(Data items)
——————————

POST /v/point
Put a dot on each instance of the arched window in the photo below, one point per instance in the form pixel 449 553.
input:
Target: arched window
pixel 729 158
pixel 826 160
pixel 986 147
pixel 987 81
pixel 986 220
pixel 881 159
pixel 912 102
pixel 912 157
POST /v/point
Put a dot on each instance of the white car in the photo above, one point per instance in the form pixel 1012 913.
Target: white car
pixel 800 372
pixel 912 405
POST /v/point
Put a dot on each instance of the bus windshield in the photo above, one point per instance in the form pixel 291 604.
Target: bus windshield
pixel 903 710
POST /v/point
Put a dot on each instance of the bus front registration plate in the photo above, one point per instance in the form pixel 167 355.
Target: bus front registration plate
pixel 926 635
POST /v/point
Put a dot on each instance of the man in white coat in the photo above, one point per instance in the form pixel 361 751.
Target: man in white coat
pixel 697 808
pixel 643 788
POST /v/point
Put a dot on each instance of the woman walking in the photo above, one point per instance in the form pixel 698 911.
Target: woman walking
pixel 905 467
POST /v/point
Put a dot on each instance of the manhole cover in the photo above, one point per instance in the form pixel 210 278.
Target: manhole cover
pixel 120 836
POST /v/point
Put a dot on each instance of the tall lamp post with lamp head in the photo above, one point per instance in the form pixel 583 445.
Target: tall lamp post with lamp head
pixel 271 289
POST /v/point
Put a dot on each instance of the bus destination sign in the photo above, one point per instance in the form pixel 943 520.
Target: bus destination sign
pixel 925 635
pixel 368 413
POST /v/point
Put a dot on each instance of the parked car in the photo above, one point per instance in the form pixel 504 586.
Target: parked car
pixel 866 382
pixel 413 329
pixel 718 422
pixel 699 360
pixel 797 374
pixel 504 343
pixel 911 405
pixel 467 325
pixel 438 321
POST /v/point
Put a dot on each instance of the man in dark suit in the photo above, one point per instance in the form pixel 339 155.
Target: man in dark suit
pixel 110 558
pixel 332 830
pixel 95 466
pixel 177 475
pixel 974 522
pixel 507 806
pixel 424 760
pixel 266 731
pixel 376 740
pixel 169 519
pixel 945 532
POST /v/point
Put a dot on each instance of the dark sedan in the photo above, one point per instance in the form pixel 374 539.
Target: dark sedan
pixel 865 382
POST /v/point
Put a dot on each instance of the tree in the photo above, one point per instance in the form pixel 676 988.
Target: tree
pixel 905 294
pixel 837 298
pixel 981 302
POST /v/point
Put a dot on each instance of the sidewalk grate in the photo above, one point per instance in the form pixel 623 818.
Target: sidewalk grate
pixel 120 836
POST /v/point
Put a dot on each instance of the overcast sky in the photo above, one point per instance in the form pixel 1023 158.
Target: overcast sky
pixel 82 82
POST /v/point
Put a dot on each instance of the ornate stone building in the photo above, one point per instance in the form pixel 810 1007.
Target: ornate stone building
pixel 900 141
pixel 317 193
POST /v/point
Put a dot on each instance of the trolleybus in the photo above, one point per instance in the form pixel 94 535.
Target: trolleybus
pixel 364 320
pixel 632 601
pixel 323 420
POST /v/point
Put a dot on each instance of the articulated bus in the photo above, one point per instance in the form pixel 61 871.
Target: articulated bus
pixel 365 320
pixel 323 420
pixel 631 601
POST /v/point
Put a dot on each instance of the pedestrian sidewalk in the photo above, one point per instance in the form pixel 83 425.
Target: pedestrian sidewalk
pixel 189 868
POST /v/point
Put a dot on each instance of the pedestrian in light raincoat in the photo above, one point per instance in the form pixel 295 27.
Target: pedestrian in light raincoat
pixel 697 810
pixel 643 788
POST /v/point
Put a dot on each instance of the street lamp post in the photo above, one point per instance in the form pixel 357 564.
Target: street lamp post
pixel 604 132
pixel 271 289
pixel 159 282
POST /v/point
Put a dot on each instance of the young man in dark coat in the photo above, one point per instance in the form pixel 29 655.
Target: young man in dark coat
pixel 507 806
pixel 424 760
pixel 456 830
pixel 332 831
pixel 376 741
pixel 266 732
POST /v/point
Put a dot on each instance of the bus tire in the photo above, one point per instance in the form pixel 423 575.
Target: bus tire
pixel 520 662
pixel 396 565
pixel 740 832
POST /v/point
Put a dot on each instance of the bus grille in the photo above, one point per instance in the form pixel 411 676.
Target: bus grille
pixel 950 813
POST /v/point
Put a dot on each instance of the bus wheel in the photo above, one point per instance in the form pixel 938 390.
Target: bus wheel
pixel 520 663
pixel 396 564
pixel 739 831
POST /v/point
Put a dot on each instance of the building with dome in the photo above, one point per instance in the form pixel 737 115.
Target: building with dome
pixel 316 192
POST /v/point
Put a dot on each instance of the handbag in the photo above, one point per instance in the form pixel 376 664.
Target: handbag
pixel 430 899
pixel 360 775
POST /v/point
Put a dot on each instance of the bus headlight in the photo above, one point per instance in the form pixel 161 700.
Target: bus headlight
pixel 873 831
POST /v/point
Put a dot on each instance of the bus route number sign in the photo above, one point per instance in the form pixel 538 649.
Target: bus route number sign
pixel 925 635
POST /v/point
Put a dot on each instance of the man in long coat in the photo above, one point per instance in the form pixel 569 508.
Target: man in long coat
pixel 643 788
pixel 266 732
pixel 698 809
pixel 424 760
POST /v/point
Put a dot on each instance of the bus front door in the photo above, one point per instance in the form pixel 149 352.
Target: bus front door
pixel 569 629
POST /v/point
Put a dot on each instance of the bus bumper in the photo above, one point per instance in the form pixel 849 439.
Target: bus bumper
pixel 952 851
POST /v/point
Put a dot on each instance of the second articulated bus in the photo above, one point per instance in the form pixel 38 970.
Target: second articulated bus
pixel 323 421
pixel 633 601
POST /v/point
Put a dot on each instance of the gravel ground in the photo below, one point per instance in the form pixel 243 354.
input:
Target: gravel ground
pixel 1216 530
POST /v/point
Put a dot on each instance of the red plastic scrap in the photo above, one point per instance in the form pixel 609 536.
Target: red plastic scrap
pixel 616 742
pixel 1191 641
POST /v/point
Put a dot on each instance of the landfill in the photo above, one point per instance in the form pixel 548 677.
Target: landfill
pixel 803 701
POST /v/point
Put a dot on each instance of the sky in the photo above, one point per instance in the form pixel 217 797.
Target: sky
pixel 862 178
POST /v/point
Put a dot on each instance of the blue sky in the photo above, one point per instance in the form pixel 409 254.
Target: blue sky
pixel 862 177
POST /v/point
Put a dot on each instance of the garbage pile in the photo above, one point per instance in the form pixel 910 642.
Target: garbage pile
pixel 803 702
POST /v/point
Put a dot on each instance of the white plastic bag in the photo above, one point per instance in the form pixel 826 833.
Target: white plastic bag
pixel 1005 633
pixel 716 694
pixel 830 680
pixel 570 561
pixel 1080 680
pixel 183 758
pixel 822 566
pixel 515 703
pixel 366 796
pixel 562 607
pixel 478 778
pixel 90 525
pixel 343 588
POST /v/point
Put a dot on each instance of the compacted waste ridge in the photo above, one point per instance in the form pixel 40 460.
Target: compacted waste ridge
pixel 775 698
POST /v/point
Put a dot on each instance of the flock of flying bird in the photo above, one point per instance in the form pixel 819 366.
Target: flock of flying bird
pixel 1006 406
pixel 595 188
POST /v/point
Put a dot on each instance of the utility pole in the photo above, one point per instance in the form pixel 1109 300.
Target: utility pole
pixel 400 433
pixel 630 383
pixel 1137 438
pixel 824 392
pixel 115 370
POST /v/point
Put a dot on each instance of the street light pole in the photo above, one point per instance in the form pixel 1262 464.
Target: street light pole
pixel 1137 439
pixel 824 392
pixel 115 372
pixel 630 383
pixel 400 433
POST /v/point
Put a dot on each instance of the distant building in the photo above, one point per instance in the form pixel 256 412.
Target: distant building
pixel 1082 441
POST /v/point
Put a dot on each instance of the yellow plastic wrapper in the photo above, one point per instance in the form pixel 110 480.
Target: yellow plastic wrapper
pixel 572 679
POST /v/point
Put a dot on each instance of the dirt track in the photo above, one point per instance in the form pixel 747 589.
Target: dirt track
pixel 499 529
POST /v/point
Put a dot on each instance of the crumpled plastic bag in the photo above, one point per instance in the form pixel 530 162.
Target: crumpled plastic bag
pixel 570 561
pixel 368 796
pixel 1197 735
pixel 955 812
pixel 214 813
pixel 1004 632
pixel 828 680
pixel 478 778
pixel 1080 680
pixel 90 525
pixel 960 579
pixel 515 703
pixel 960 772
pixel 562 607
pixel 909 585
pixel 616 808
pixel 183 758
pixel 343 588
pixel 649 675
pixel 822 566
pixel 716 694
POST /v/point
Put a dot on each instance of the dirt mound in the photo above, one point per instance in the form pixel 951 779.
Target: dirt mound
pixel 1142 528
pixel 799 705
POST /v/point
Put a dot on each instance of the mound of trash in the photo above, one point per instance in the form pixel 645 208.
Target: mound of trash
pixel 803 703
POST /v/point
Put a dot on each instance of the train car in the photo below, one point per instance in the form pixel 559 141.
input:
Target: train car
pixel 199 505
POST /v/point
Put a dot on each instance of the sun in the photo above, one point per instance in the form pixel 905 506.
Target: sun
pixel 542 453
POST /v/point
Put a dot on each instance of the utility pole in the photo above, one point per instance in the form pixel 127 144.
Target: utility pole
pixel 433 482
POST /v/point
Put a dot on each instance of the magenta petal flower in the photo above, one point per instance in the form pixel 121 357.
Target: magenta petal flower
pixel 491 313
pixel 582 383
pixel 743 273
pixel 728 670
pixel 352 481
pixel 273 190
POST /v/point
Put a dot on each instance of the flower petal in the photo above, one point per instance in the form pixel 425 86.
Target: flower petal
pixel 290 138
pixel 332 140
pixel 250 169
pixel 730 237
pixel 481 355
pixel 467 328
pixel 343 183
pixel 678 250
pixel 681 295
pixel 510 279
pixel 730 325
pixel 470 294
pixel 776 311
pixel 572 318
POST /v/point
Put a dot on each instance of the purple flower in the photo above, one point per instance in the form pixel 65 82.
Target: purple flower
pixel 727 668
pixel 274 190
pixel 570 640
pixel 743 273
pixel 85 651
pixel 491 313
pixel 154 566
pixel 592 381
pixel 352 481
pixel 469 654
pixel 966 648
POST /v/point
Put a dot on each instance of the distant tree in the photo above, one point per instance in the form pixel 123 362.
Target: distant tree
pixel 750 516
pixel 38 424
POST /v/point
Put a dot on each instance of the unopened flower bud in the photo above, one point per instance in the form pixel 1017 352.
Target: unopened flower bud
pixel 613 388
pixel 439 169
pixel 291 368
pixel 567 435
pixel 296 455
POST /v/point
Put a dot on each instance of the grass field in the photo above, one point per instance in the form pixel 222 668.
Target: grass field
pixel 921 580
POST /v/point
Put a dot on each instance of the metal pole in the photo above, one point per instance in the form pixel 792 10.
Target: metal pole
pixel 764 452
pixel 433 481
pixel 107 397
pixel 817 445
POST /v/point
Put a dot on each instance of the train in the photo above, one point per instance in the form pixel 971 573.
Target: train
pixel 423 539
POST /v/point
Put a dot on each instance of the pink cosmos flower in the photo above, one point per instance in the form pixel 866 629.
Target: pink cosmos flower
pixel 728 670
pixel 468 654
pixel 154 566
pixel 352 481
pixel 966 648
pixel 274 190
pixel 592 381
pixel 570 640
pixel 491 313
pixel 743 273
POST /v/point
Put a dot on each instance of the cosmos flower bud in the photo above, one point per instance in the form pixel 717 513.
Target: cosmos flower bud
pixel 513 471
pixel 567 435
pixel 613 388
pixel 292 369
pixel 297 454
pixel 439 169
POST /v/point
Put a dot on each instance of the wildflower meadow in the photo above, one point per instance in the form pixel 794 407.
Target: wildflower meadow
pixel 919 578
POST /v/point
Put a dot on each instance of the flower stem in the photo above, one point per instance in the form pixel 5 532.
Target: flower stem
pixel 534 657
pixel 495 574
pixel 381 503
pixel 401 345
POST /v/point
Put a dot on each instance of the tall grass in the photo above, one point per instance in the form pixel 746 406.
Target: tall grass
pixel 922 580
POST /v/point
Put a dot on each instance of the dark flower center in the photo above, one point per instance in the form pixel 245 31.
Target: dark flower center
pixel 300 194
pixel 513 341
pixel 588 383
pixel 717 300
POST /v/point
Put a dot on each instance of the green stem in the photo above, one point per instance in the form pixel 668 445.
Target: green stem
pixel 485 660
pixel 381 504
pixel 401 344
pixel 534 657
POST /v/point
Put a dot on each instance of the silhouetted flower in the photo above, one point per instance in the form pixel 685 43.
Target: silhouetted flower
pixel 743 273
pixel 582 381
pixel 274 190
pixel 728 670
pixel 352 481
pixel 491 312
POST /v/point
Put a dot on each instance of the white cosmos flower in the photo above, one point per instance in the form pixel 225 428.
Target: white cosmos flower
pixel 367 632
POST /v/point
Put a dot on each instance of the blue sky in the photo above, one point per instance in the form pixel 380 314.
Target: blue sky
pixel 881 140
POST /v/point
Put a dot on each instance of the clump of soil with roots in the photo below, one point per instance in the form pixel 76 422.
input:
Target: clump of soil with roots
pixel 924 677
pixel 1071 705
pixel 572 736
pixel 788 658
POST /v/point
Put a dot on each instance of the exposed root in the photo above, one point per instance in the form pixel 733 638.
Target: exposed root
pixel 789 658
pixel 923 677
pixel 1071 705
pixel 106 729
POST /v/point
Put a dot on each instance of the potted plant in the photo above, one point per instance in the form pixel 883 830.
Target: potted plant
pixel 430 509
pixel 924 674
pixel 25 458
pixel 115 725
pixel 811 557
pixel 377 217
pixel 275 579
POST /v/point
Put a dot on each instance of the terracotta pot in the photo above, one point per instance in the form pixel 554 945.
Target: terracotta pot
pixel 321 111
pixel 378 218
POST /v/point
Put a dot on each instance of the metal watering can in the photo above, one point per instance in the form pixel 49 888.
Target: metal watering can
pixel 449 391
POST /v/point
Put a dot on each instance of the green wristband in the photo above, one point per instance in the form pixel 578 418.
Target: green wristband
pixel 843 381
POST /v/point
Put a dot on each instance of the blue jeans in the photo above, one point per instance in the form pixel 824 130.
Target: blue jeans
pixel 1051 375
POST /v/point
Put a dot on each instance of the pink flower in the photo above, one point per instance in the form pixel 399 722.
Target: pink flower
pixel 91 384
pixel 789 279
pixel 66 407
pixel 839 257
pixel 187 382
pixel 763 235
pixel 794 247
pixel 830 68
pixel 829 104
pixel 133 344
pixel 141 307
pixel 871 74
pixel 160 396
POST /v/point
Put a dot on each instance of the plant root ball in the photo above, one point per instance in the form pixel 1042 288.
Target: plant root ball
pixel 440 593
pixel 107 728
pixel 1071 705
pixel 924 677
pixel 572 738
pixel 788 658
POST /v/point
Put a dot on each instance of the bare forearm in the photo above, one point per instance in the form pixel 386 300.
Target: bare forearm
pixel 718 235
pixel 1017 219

——————————

Requirement: The stretch of entries above that starts with the line containing "Target: second articulated bus" and goes on through the line containing "Put a dot on each instance of the white plastic" is to be transcribed exactly, and no other line is to be transcribed.

Reply to the task:
Target: second articulated bus
pixel 323 421
pixel 633 601
POST /v/point
Put a dot on each instance of the gravel ground in the photo below, one point per instance in the form pixel 243 354.
input:
Target: gravel ground
pixel 1216 530
POST /v/point
Put a dot on each instance of the red plastic scrap in the photo above, one point per instance in the form pixel 609 536.
Target: red plastic scrap
pixel 616 742
pixel 1191 641
POST /v/point
Put a dot on each instance of the landfill in the photo above, one point per instance in the form pixel 548 677.
Target: landfill
pixel 803 701
POST /v/point
Put a dot on each instance of the sky in the photo above, one point per instance in the form pixel 217 797.
Target: sky
pixel 862 178
POST /v/point
Put a dot on each instance of the blue sky in the photo above, one point per instance in the form pixel 409 254.
Target: blue sky
pixel 862 177
POST /v/point
Put a dot on each instance of the garbage pile in the photo above, one point per instance in the form pixel 910 642.
Target: garbage pile
pixel 803 702
POST /v/point
Put a dot on each instance of the white plastic bag in the photo above, one point per instance in the form pixel 826 833.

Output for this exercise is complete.